__Your goal__.
Set out every line of the rows below as a numbered list, leaving out any blank lines.

__Records__.
— begin —
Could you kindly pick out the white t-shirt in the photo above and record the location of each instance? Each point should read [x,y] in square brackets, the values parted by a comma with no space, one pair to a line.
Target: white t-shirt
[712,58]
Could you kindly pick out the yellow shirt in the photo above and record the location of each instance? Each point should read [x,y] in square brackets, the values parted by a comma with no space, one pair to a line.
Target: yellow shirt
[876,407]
— end —
__Solution to this exercise__.
1. Could you kindly pick out the white t-shirt in the photo above and record the location of each instance? Each point should read [x,y] in square brackets, the values parted by a comma with no space, one pair to a line.
2. Target: white t-shirt
3. [712,58]
4. Could you kindly pick out the yellow shirt in the photo above and record the location of each instance? Each point should read [x,y] in square brackets, the values parted by a comma with no space, one pair to a line.
5. Target: yellow shirt
6. [876,407]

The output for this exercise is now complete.